[TEXTE]
L’histoire derrière le terme de « The Goat »
Après le premier titre mondial de sa carrière, les débats ont fait rage sur la toile pour savoir si Lionel Messi était le GOAT du football, le Greatest of All Time, le meilleur de tous les temps dans son sport. Hamilton ou Schumacher en Formule 1 ? Roger Federer ou Rafael Nadal? Jordan ou James? D’où provient cette terminologie? Et quel est le lien avec la culture américaine du sport? Retour en arrière.
Article paru le 29 décembre 2020 dans Sport/Foot Magazine
Seuls les amateurs de hip-hop l’auront remarqué, lors du deuxième épisode de The Last Dance, la série documentaire consacrée à la carrière de Michael Jordan qui a diverti des millions d’amateurs de sport pendant le premier confinement. Le réalisateur Jason Hehir n’a pas choisi par hasard la chanson qui sert de fond sonore aux images du match mémorable de Jordan contre les Boston Celtics, pendant les play-offs 1986. Le match durant lequel His Royal Airness a inscrit 63 points et qui a fait dire à Larry Bird: « C’était Dieu, réincarné en Michael Jordan. » Cette chanson, qui a illustré les prestations « divines » de Jordan, était I’m Bad, extraite de l’album du rappeur LL Cool J. Son surnom: G.O.A.T.
Lors du lancement de Twitter en 2006, le diminutif GOAT est devenu de plus en plus fréquent pour désigner le Greatest Of All Time.
Goat signifie aussi chèvre en anglais. Et ce n’est donc pas un hasard si, lors de la première de The Last Dance aux États-Unis, l’utilisation de l’emoji de cet animal a augmenté de 79% sur Twitter. On a aussi vu apparaître l’emoji d’une chèvre sur le maillot numéro 23 de Jordan, et de nombreux hashtags #GOAT. Cela démontre à quel point l’expression est devenue courante sur les réseaux sociaux comme dans les médias plus classiques. On l’a encore récemment constaté, lors du décès de Diego Maradona. Ou lorsque Lewis Hamilton a remporté un septième titre mondial en Formule 1, égalant le record de Michael Schumacher. Ou lorsque LeBron James a remporté son quatrième titre NBA avec les LA Lakers. Même les (anciens) sportifs ont utilisé le hashtag ou l’emoji à profusion. Lorsque le compte de Twitter a posté » You. In emojis » en janvier 2019, Michael Jordan a lui-même répondu par celui d’une chèvre… Évidemment.

[CONSIGNE] Recopiez le passage de l'article sur le terme GOAT compris entre « L’histoire derrière le » et « Retour en arrière. » inclus, en remplaçant « Lionel Messi » par « Cristiano Ronaldo », s'il vous plaît.

[DONNÉES]
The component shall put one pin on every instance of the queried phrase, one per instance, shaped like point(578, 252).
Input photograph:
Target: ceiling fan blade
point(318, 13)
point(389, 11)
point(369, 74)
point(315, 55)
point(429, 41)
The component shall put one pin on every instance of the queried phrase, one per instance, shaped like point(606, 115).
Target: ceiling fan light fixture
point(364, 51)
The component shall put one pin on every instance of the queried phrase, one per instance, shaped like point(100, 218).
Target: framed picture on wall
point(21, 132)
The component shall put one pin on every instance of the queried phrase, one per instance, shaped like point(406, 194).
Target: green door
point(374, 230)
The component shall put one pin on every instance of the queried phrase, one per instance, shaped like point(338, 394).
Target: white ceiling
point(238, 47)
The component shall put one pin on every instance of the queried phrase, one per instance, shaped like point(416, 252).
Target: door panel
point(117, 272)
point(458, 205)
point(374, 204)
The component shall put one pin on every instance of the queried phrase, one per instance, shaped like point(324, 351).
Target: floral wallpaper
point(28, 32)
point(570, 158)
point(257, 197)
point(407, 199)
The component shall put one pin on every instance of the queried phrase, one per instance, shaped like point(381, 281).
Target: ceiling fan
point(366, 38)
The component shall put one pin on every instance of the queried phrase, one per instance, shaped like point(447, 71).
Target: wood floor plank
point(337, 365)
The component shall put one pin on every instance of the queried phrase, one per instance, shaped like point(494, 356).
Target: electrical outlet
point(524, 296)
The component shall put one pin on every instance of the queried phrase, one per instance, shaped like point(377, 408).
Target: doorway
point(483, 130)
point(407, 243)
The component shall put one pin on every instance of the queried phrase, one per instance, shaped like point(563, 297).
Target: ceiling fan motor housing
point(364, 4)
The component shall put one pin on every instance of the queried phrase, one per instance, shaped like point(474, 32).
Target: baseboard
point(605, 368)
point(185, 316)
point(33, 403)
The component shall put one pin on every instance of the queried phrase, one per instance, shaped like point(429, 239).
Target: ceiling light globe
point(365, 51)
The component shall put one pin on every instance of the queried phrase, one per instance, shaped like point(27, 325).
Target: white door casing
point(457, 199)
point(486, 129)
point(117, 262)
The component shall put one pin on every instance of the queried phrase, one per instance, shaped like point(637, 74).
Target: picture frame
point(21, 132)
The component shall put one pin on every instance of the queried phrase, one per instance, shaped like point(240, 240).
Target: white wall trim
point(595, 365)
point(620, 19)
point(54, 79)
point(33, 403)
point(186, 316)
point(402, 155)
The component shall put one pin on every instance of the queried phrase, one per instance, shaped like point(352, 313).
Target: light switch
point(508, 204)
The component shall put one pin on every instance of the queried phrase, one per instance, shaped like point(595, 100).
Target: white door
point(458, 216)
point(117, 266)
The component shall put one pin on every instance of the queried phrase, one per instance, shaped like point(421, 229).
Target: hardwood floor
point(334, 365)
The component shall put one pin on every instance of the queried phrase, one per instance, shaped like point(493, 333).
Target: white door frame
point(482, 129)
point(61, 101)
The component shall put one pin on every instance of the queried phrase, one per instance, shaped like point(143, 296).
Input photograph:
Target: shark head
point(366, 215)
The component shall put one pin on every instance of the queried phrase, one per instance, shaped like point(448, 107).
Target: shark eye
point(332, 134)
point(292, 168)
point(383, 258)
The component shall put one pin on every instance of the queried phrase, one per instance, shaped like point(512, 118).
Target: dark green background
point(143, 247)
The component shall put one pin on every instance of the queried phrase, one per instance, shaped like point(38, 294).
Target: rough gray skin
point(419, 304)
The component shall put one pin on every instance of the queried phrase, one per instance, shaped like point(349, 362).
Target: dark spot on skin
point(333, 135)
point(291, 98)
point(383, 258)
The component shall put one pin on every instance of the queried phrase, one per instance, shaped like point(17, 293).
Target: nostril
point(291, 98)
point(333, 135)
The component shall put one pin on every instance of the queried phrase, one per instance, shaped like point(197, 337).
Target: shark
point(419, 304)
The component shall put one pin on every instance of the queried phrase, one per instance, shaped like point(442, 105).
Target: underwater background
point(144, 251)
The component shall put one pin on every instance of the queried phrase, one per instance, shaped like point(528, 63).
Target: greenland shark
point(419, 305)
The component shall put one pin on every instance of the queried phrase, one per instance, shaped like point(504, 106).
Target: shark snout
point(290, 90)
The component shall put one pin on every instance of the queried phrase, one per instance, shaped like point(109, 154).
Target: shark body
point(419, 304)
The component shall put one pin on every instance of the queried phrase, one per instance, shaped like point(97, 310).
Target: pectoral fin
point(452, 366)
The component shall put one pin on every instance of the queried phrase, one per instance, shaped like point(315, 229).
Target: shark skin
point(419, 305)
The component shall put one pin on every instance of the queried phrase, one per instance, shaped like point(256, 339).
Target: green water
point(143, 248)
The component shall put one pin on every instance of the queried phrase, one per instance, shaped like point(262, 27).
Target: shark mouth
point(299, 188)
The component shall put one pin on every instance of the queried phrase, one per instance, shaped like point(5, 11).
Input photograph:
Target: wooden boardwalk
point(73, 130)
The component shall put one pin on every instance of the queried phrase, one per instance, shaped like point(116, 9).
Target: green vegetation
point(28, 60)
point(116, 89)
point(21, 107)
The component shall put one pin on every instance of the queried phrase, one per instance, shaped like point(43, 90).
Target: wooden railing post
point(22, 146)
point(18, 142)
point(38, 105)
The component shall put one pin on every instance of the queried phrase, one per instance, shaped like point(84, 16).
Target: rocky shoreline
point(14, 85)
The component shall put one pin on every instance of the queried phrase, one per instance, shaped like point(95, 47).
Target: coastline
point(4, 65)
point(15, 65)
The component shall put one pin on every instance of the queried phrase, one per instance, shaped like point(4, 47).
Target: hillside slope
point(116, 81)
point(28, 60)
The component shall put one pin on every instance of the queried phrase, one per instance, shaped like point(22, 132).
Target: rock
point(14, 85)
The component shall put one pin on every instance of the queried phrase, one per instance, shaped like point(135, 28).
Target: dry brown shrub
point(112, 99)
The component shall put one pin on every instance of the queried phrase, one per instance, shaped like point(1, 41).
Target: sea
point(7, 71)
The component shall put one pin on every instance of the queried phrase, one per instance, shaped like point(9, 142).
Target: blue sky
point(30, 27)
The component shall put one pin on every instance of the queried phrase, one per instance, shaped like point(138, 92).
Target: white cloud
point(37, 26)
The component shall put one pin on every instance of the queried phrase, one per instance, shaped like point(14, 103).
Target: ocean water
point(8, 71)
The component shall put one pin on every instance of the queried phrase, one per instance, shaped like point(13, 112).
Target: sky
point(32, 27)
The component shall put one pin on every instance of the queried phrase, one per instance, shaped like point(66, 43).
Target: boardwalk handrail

[RÉSULTAT]
L’histoire derrière le terme de « The Goat »
Après le premier titre mondial de sa carrière, les débats ont fait rage sur la toile pour savoir si Cristiano Ronaldo était le GOAT du football, le Greatest of All Time, le meilleur de tous les temps dans son sport. Hamilton ou Schumacher en Formule 1 ? Roger Federer ou Rafael Nadal? Jordan ou James? D’où provient cette terminologie? Et quel est le lien avec la culture américaine du sport? Retour en arrière.